REQUIREMENT
Please print all of the records shown below, exactly as given.

________

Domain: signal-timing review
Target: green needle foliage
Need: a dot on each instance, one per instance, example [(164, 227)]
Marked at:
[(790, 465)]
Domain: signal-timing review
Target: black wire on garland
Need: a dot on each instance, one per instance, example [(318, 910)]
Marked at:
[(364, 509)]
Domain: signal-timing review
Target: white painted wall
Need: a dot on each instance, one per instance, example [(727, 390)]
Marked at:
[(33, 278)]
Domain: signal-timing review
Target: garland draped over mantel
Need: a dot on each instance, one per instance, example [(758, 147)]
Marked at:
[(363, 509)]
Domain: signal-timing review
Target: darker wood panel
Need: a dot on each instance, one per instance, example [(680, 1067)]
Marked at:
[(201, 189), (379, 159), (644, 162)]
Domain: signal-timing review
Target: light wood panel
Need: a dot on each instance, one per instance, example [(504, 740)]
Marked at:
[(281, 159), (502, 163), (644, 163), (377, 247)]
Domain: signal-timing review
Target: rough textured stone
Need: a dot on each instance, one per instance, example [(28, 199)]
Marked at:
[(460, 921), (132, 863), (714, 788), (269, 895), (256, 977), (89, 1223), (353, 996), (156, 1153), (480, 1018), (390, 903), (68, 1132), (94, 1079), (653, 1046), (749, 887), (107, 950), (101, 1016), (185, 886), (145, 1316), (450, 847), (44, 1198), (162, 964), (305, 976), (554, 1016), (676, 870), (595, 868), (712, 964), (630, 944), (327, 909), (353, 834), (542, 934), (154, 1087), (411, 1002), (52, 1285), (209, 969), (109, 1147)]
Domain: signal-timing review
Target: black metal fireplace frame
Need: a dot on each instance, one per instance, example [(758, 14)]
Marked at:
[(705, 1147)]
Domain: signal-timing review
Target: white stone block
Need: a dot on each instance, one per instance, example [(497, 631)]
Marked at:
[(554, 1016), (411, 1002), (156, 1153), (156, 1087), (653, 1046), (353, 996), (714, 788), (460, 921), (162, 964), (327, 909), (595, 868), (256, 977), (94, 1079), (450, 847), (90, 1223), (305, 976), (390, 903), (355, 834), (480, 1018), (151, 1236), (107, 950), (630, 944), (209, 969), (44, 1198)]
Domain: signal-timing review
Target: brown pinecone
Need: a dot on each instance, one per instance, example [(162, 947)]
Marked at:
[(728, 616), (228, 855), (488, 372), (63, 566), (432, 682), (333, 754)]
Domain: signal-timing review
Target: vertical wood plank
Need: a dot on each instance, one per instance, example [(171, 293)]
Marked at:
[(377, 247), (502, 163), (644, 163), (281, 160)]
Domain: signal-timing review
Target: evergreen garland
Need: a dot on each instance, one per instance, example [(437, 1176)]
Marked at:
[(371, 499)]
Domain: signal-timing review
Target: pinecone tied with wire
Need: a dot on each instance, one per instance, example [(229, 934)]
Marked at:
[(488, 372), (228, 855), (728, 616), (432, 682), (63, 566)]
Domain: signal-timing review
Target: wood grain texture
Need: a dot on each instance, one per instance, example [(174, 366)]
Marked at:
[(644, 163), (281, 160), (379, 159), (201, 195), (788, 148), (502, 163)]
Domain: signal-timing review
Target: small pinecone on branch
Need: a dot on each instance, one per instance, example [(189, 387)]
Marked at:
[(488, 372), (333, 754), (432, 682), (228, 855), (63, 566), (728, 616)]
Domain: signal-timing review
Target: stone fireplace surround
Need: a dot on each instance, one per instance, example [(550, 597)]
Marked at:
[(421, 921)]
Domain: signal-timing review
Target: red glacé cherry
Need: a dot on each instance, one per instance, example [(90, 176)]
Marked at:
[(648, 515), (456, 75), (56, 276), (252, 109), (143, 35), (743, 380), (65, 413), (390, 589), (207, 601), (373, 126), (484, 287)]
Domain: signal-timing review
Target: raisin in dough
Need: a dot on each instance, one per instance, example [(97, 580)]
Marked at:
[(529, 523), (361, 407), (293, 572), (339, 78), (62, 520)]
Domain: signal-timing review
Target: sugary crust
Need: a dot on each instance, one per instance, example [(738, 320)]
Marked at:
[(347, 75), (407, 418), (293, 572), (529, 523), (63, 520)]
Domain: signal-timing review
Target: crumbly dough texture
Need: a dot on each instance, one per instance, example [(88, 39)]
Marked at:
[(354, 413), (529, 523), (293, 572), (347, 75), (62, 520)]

________

ANSWER TO THIS EXERCISE
Domain: signal-timing review
Target: green needle foliage
Need: a dot on each instance, one per instance, example [(164, 227)]
Marked at:
[(790, 465)]
Domain: signal-timing review
Target: black wire on garland
Need: a dot on each instance, one per instance, example [(318, 910)]
Marked at:
[(364, 509)]
Domain: signal-timing review
Target: white painted wall
Need: a dot on each instance, one per instance, example [(727, 390)]
Marked at:
[(33, 278)]
Domain: signal-timing review
Target: garland draped over mantel
Need: a dot on each instance, one per instance, example [(758, 147)]
Marked at:
[(363, 509)]
Domain: signal-timing review
Target: darker wood panel
Need: a dot on each instance, one per instance, example [(680, 1067)]
Marked at:
[(201, 189), (379, 159), (644, 162)]
Domain: signal-timing review
Target: light wood panel
Need: a dot on each instance, one per instance, example [(504, 740)]
Marked at:
[(281, 159), (502, 163), (644, 163), (377, 247)]
Domain: signal-timing review
Target: rough textured stone
Need: a dot on each instance, one per instance, example [(28, 199)]
Marked at:
[(460, 921), (132, 863), (714, 788), (269, 895), (256, 977), (89, 1223), (353, 996), (156, 1153), (480, 1018), (390, 903), (68, 1132), (94, 1079), (653, 1046), (749, 887), (107, 950), (101, 1016), (185, 886), (145, 1316), (450, 847), (44, 1198), (162, 964), (305, 976), (554, 1016), (676, 870), (595, 868), (712, 964), (630, 944), (327, 909), (353, 834), (542, 934), (154, 1087), (411, 1002), (52, 1285), (209, 969), (109, 1147)]
Domain: signal-timing review
Target: black metal fireplace frame
Need: a dot on each instance, one per instance, example [(758, 14)]
Marked at:
[(705, 1147)]
Domain: signal-timing review
Target: white stone block
Need: a dot on each instance, one per instance, example [(497, 631)]
Marked at:
[(554, 1016), (411, 1002), (156, 1153), (156, 1087), (653, 1046), (353, 996), (714, 788), (460, 921), (162, 964), (327, 909), (595, 868), (256, 977), (94, 1079), (450, 847), (90, 1223), (305, 976), (390, 903), (355, 834), (480, 1018), (151, 1236), (107, 950), (630, 944), (209, 969), (44, 1198)]
Domain: signal-timing review
Target: brown pinecone
Need: a dot on each instance, one per instance, example [(162, 947)]
Marked at:
[(728, 616), (228, 855), (488, 372), (63, 566), (432, 682), (333, 754)]
Domain: signal-timing review
Target: vertical wood plank
Need: a dot on each instance, one per instance, example [(171, 293)]
Marked at:
[(377, 247), (502, 163), (644, 163), (281, 160)]
Domain: signal-timing review
Target: evergreen garland
Need: a dot on each instance, one per instance, example [(437, 1176)]
Marked at:
[(371, 499)]
Domain: signal-timing review
Target: pinecone tied with wire
Need: a dot on each instance, one per instance, example [(229, 934)]
Marked at:
[(488, 372), (228, 855), (728, 616), (432, 682), (63, 566)]
Domain: signal-timing review
Target: wood grain texture
Need: a dot on each instance, one per instance, example [(174, 366)]
Marked at:
[(644, 163), (281, 160), (379, 159), (201, 195), (788, 148), (502, 163)]
Domain: signal-timing review
Target: small pinecone on branch
Need: a dot on each instance, one per instance, example [(189, 387)]
Marked at:
[(488, 372), (333, 754), (432, 682), (228, 855), (63, 566), (728, 616)]
Domain: signal-timing review
Target: stone fireplace surround
Need: a dot on each instance, one per instance, example [(550, 597)]
Marked at:
[(421, 921)]
Domain: signal-timing review
Target: red glacé cherry
Need: a dot on each instance, one per instance, example [(90, 176)]
Marked at:
[(648, 515), (456, 75), (56, 276), (252, 109), (143, 35), (743, 380), (65, 413), (390, 589), (207, 601), (373, 126), (484, 287)]
Domain: signal-timing review
Target: raisin in dough
Need: a dot on each instance, one per instance, example [(97, 580)]
Marked at:
[(529, 523), (361, 407), (293, 572), (339, 78), (62, 520)]
Domain: signal-timing review
Target: sugary crust
Need: a dot on each instance, one per instance, example [(738, 320)]
Marked at:
[(347, 75), (407, 418), (293, 572), (529, 523), (63, 520)]
Domain: signal-timing review
Target: crumbly dough texture
Need: a dot on each instance, one per instance, example [(88, 39)]
Marked at:
[(354, 413), (529, 523), (293, 572), (347, 75), (62, 520)]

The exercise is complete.